▶ Exercise brief
In the records below, copy the stretch from the line containing "Reviewer note: every instance of the round" through the line containing "pixel 179 247", with "coaster" changed to "trivet" and everything else unchanged.

[Location labeling records]
::::::

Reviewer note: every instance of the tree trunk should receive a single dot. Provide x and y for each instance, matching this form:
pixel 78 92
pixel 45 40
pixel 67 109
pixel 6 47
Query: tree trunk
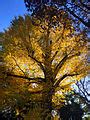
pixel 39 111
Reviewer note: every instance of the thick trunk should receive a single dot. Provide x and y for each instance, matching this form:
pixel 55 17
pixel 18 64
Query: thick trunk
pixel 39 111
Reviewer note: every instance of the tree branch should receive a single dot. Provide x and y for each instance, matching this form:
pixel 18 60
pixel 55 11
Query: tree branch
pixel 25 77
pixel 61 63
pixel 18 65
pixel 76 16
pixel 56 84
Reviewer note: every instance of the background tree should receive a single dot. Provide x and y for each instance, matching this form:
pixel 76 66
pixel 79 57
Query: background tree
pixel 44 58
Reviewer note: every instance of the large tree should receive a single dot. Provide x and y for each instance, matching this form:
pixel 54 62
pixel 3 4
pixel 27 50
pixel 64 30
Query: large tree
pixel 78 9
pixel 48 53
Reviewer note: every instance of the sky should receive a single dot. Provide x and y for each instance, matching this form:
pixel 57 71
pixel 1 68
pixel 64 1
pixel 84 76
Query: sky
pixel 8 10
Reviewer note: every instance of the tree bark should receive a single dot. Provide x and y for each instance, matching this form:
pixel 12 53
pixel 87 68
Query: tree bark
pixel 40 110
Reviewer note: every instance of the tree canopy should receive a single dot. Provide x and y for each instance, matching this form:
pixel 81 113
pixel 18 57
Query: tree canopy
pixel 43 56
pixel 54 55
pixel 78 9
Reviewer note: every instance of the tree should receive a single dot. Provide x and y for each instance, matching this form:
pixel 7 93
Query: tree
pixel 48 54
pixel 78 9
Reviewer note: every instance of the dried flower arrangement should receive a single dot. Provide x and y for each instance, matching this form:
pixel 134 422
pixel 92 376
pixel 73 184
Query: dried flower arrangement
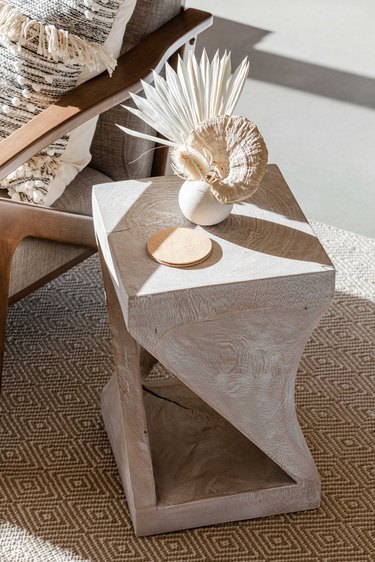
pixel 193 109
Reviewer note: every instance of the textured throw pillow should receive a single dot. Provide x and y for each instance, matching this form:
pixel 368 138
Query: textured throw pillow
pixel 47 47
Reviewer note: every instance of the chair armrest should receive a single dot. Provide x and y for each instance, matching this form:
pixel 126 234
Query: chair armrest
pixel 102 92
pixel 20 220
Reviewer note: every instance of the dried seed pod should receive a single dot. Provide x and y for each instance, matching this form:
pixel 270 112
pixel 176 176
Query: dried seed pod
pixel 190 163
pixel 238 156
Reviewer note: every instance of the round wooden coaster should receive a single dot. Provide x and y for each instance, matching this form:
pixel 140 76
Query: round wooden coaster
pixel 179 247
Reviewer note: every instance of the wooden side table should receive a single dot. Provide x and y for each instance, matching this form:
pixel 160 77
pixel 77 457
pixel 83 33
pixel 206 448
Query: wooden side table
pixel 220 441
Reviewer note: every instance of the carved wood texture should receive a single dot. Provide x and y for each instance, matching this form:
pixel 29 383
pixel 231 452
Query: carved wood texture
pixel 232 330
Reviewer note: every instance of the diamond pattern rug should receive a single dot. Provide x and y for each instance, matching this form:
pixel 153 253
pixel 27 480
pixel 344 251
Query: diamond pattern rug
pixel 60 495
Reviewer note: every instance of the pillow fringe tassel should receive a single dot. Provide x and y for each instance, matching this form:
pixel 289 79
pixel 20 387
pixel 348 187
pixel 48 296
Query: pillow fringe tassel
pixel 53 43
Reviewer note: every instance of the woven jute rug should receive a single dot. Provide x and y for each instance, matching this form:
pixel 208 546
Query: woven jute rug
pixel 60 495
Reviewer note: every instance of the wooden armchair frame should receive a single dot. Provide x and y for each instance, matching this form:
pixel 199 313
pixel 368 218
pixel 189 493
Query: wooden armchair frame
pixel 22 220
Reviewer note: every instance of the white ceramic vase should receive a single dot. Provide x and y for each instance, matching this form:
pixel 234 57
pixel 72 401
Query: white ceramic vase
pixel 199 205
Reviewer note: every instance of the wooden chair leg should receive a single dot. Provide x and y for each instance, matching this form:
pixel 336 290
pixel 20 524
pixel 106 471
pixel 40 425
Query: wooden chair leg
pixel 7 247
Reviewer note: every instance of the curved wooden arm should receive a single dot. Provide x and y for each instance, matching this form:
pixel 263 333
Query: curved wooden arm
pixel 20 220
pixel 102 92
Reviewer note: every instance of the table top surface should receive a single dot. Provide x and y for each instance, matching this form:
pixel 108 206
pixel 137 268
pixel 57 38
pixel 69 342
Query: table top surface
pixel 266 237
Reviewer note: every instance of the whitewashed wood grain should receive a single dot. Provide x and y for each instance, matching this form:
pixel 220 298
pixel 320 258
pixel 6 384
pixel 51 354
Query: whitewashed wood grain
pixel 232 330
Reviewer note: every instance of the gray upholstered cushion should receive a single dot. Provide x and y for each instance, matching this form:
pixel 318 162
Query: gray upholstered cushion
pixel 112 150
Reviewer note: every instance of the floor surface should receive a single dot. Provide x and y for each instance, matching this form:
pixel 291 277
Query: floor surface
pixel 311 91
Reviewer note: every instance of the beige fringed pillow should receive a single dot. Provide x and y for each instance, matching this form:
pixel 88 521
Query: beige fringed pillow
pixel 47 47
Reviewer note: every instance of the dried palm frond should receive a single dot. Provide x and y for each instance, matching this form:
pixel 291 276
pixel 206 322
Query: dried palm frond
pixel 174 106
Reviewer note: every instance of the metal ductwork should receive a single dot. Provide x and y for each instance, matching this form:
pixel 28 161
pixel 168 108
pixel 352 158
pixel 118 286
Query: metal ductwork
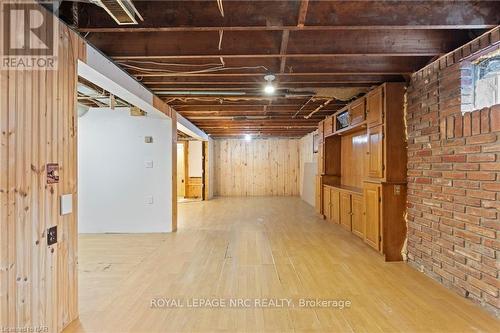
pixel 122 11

::::::

▶ Task solution
Reviewer note: every instance of the round wooden trivet should receive a single dot. Provide x and y for each instance, matching this form:
pixel 140 76
Query: round wooden trivet
pixel 179 247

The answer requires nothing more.